DATA LISTING »
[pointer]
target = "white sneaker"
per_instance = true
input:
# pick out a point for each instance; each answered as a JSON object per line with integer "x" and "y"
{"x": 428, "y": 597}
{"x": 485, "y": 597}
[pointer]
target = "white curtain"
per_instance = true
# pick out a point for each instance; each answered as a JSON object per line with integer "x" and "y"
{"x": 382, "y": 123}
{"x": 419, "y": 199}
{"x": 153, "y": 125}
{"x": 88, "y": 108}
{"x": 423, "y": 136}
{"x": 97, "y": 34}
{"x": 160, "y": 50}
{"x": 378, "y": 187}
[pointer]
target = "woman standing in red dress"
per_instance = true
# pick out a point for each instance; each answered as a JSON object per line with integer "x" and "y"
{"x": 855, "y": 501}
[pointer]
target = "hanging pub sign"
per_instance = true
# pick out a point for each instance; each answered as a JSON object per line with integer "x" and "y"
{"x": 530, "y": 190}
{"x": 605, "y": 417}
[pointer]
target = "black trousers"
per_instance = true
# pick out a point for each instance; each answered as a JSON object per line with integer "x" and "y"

GOAL » Put every one of the lines above into a Markdown table with the columns Row and Line, numbering the rows in order and leaving out any blank lines.

TASK RESPONSE »
| Row | Line |
|---|---|
| 1 | [pointer] |
| 2 | target = "white sneaker" |
| 3 | per_instance = true |
| 4 | input: |
| 5 | # pick out a point for each instance; each answered as a JSON object per line with integer "x" and "y" |
| 6 | {"x": 428, "y": 597} |
| 7 | {"x": 485, "y": 597} |
| 8 | [pointer] |
| 9 | target = "white curtain" |
| 10 | per_instance = true |
| 11 | # pick out a point for each instance; each answered as a JSON object per line with integer "x" and "y" |
| 12 | {"x": 382, "y": 123} |
| 13 | {"x": 419, "y": 199} |
| 14 | {"x": 153, "y": 125} |
| 15 | {"x": 88, "y": 108} |
| 16 | {"x": 423, "y": 136} |
| 17 | {"x": 97, "y": 34} |
| 18 | {"x": 160, "y": 50} |
| 19 | {"x": 378, "y": 187} |
| 20 | [pointer] |
| 21 | target = "woman standing in red dress" |
| 22 | per_instance = true |
| 23 | # pick out a point for each instance; each answered as a JSON object per line with integer "x" and "y" |
| 24 | {"x": 855, "y": 501} |
| 25 | [pointer] |
| 26 | target = "hanging pub sign" |
| 27 | per_instance = true |
| 28 | # pick out a point for each instance; each answered as a JSON object per line with integer "x" and "y" |
| 29 | {"x": 530, "y": 190} |
| 30 | {"x": 605, "y": 417} |
| 31 | [pointer] |
| 32 | target = "black trousers" |
| 33 | per_instance = true |
| 34 | # pick out a point for each instance; each answered as a JSON object per line with integer "x" and "y" |